··· Source document

Tatler Asia Ltd.
- Editor-in-Chief: Ahy Choi
- Categories: Society, culture
- Frequency: Monthly
- Publisher: Boya Mohindar, Lina Ross Mohindar (1977–2005); Edipresse (2005–present);
- Founded: 1977
- First issue: March 1977
- Website: tatlerasiagroup.com (corporate) tatlerasia.com (magazine)

= Tatler Asia =

Hong-Kong based magazine publisher

Tatler Asia Ltd. is the publishing company behind the British magazine Tatler in Asia. It is based in Hong Kong and publishes over 20 Tatler magazines.

== Background ==
Tatler Hong Kong is a Hong Kong society and culture magazine founded in 1977 as Hong Kong Tatler and operating as Tatler Hong Kong since 2023. The magazine was launched as the Hong Kong edition of Tatler, however the original British publication and Tatler Asia are no longer related.

The magazine is a monthly publication, published twelve times per year.

······
··· Dataset excerpts

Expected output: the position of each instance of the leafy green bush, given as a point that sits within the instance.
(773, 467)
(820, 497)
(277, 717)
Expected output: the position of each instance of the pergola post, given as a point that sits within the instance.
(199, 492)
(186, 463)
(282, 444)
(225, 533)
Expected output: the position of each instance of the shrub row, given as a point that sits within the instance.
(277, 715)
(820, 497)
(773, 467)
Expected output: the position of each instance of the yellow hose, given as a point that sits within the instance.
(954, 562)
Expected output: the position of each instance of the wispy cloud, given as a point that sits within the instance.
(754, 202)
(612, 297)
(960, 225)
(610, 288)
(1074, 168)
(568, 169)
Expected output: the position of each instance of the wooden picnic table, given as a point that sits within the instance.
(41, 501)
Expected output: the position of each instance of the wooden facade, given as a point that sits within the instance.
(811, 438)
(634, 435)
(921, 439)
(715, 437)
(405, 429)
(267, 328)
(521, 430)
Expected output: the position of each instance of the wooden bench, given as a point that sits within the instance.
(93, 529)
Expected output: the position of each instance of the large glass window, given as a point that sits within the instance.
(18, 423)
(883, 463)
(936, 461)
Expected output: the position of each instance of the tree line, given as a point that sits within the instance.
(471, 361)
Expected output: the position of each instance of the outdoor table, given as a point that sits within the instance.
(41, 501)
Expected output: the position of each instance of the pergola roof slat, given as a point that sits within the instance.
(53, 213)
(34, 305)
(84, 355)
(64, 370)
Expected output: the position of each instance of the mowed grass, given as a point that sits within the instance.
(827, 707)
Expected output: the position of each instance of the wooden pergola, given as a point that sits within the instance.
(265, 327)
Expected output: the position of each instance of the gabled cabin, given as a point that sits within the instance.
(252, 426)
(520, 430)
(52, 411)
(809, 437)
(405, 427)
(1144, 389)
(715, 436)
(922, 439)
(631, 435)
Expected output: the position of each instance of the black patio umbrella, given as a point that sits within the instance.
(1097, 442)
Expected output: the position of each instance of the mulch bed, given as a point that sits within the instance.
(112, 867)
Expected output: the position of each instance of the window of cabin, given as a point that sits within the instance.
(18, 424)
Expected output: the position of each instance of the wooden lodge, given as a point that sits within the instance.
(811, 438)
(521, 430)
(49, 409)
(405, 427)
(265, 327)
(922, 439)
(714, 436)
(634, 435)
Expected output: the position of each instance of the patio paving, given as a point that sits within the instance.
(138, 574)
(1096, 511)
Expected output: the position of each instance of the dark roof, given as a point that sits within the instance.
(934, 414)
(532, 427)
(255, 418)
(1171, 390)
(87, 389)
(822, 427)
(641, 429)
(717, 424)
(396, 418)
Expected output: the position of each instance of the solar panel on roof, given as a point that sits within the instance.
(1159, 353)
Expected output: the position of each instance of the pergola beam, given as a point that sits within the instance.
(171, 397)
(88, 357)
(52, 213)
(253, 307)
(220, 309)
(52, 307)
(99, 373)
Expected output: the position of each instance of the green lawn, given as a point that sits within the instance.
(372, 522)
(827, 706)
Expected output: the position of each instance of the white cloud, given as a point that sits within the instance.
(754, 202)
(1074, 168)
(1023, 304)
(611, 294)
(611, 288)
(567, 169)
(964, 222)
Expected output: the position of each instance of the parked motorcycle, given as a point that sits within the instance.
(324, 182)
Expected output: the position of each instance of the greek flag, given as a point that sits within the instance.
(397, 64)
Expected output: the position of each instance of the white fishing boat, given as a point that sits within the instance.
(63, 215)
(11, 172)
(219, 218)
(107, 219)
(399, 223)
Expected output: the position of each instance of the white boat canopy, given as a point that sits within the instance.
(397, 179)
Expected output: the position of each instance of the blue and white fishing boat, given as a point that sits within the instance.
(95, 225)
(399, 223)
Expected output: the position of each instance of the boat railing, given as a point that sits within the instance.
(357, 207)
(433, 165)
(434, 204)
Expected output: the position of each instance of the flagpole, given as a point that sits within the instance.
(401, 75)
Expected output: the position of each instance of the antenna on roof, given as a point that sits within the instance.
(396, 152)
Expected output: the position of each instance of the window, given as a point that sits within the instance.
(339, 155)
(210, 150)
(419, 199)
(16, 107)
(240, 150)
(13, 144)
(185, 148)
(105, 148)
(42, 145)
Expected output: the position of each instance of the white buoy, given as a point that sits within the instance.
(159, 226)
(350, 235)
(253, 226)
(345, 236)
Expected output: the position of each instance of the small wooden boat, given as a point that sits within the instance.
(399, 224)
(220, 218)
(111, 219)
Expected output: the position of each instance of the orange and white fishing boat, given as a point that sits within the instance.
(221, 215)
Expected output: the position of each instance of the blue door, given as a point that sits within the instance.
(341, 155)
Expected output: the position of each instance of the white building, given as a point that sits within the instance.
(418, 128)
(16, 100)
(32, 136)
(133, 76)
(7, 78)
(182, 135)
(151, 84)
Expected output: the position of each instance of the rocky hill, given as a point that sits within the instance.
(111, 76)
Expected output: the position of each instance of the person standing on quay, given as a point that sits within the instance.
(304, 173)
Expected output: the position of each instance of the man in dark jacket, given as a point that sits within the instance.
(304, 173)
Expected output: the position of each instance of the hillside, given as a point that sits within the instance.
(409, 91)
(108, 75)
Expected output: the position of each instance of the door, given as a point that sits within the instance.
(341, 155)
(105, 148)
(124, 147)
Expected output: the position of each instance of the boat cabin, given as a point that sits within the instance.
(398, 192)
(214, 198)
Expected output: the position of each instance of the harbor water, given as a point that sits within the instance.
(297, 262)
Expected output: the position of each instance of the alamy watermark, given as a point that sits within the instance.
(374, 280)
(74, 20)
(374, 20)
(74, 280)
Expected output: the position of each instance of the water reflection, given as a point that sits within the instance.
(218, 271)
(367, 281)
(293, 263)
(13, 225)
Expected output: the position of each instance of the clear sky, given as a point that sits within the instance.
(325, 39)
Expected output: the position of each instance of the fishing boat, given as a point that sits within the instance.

······

**Exercise directions**
Reproduce the passage of the Tatler Asia article that begins with the words "Hong-Kong based magazine" and ends with "20 Tatler magazines.". The items can be left aside.

**Solution to this exercise**
Hong-Kong based magazine publisher

Tatler Asia Ltd. is the publishing company behind the British magazine Tatler in Asia. It is based in Hong Kong and publishes over 20 Tatler magazines.